### What the exercise asks
Pick out every line in the entries below that contains the word "water", and copy each one.
[begin Supplied entries]
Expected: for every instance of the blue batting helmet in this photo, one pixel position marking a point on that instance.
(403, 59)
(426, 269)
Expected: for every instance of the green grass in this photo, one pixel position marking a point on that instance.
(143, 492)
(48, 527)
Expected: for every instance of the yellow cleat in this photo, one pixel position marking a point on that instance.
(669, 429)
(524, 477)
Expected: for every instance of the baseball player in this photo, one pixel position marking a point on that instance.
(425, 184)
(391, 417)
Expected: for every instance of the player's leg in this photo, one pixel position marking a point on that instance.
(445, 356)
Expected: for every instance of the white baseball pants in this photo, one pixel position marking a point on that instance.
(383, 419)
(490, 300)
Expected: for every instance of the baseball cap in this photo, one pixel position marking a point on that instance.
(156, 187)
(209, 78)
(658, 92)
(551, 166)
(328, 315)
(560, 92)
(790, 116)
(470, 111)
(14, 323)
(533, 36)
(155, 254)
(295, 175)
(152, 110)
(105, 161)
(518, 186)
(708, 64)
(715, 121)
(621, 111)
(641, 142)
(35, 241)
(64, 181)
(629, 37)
[end Supplied entries]
[begin Supplied entries]
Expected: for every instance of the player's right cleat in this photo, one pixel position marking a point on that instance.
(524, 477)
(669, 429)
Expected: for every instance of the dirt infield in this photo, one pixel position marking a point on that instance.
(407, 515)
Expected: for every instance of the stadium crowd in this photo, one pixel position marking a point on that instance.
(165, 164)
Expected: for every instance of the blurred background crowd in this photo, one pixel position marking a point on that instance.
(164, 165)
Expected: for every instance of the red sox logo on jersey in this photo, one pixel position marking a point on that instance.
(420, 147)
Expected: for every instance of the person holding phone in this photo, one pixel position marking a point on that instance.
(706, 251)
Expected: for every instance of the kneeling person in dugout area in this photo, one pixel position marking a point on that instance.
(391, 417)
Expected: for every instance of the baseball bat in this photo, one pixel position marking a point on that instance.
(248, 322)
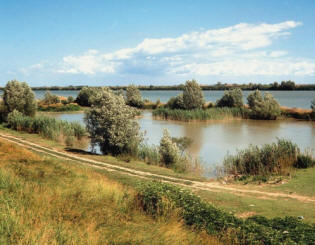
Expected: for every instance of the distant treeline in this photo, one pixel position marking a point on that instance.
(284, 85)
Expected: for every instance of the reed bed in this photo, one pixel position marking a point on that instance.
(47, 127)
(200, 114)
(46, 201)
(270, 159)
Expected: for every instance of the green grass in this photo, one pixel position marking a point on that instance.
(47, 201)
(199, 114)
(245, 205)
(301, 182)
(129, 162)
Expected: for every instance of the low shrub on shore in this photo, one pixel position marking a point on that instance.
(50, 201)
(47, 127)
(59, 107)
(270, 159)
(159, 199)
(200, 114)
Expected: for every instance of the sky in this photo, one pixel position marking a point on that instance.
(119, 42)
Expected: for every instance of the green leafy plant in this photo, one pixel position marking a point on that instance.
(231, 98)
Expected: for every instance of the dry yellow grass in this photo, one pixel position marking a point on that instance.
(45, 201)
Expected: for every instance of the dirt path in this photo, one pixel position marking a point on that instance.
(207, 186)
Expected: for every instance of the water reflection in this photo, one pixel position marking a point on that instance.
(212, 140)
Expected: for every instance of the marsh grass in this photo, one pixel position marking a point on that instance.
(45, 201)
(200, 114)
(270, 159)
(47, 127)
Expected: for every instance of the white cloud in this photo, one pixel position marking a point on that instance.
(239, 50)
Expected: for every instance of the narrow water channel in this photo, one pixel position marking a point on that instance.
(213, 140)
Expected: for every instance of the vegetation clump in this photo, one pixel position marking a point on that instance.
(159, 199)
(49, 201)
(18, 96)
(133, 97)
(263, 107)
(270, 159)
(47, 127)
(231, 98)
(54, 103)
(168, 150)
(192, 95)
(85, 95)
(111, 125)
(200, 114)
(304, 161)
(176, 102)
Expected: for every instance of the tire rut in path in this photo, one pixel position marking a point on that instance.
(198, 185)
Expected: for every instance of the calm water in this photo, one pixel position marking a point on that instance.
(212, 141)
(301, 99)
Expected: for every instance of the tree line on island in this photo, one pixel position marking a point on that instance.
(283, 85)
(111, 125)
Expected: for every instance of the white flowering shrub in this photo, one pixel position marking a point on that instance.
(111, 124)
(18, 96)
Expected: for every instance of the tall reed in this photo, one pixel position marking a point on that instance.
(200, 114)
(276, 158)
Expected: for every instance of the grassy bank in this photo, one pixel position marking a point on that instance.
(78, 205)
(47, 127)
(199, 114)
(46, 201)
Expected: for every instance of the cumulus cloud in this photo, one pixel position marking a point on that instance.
[end Supplied entries]
### The reply
Expected: for every instance of the water reflection in this photo, one pixel position marking a point on that instance.
Expected: for every instance of the narrow water channel in this photo, one pixel position marking a point on that instance.
Expected: for every instance of the calm water in this photo, one pixel position marking a point on that instance.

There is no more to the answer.